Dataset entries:
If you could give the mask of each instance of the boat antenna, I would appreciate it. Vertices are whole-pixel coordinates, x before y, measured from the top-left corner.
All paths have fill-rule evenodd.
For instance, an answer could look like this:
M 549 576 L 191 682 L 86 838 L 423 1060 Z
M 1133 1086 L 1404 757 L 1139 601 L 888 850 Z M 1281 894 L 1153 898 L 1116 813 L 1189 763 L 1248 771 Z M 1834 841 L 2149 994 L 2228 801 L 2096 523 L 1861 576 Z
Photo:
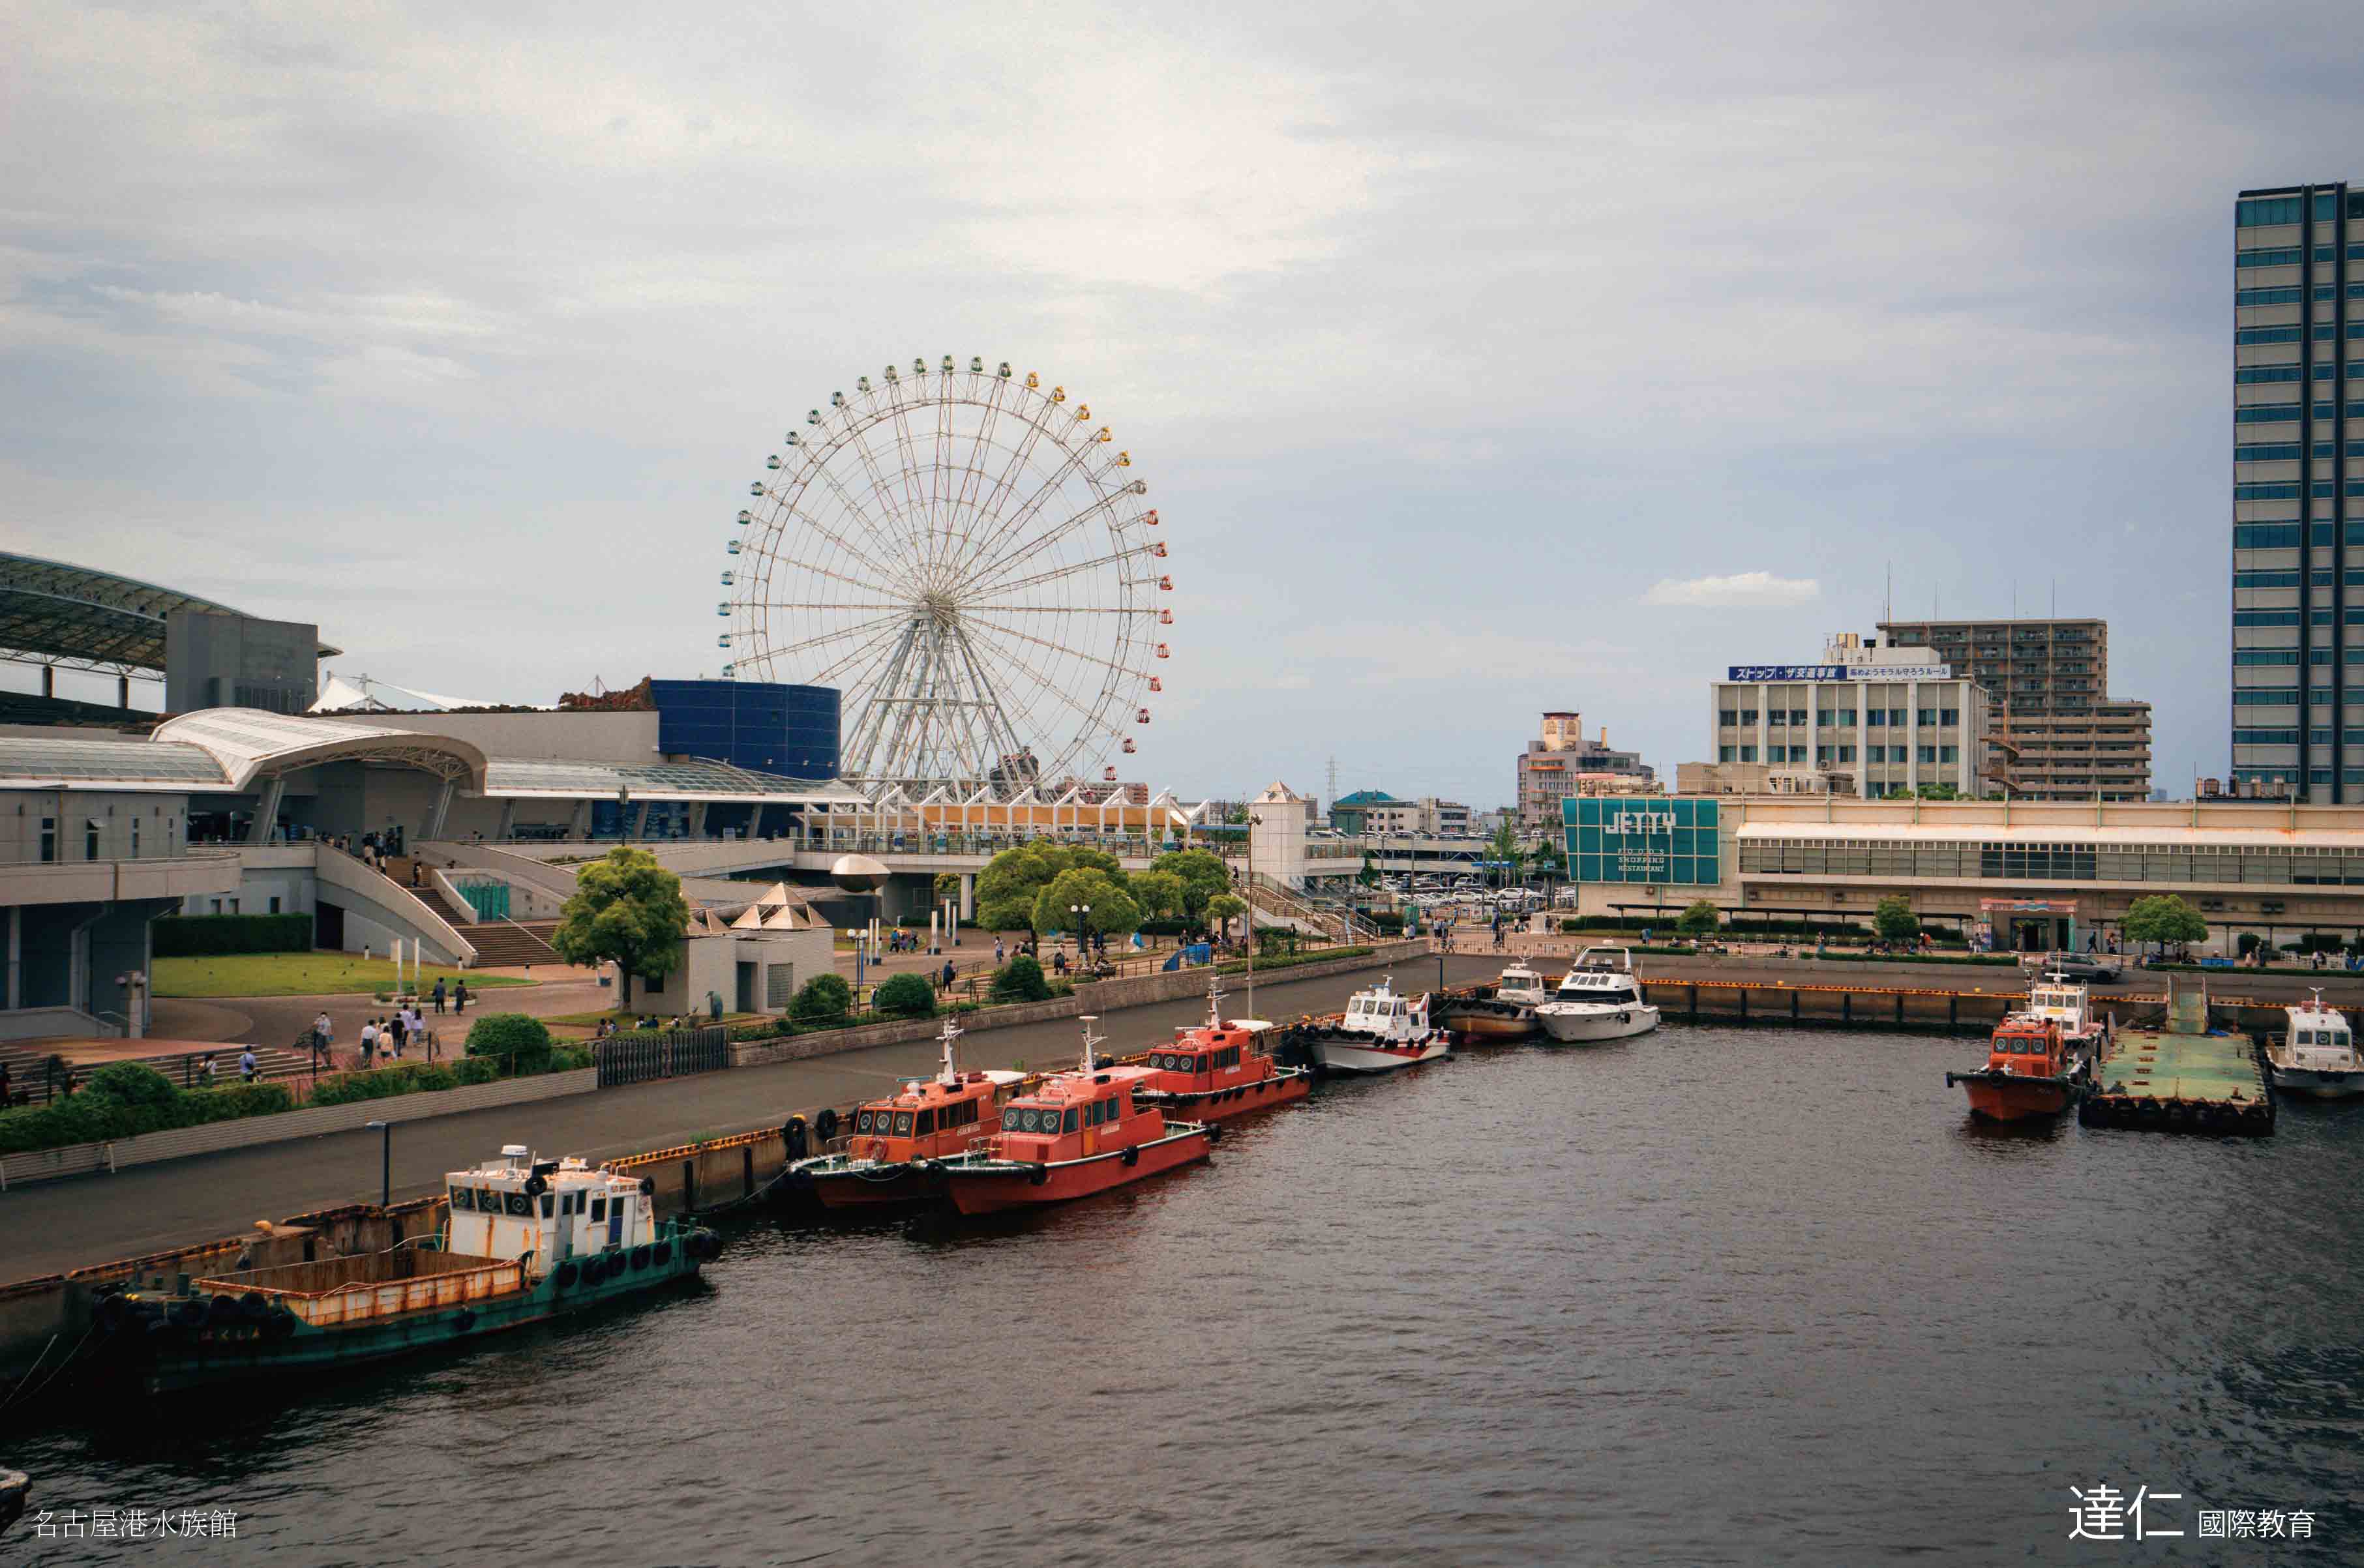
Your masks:
M 953 1041 L 960 1038 L 960 1025 L 946 1018 L 943 1032 L 936 1036 L 936 1039 L 943 1043 L 944 1048 L 944 1075 L 940 1082 L 947 1086 L 960 1082 L 960 1073 L 953 1067 Z
M 1092 1025 L 1098 1021 L 1099 1015 L 1098 1013 L 1086 1013 L 1083 1017 L 1084 1071 L 1087 1073 L 1097 1073 L 1099 1071 L 1099 1062 L 1098 1059 L 1098 1048 L 1108 1043 L 1108 1036 L 1104 1034 L 1096 1035 L 1092 1033 Z
M 1207 972 L 1207 1027 L 1221 1029 L 1223 1023 L 1223 977 L 1211 968 Z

## EXERCISE DESCRIPTION
In your copy of the records above, include every line exactly but no pictures.

## TASK RESULT
If you could give the mask of each instance of the boat antenna, I would appreciate it. Vertices are whole-pixel coordinates, x before y, measured from the top-left corner.
All paths have fill-rule evenodd.
For instance, an answer could look like this:
M 549 576 L 191 682 L 86 838 L 423 1060 Z
M 1133 1086 L 1404 757 L 1139 601 L 888 850 Z M 1281 894 L 1153 898 L 1116 813 L 1189 763 L 1248 771 Z M 1834 841 L 2149 994 L 2228 801 L 2096 523 L 1861 576 Z
Photo:
Your masks:
M 953 1041 L 960 1038 L 960 1025 L 946 1018 L 943 1032 L 936 1036 L 936 1039 L 943 1043 L 944 1048 L 944 1075 L 940 1082 L 947 1086 L 960 1082 L 960 1073 L 953 1067 Z
M 1092 1025 L 1098 1021 L 1099 1015 L 1098 1013 L 1086 1013 L 1083 1017 L 1084 1071 L 1087 1073 L 1097 1073 L 1099 1071 L 1099 1062 L 1098 1059 L 1098 1048 L 1108 1043 L 1108 1036 L 1104 1034 L 1096 1035 L 1092 1033 Z
M 1207 972 L 1207 1027 L 1221 1029 L 1223 1023 L 1223 977 L 1211 968 Z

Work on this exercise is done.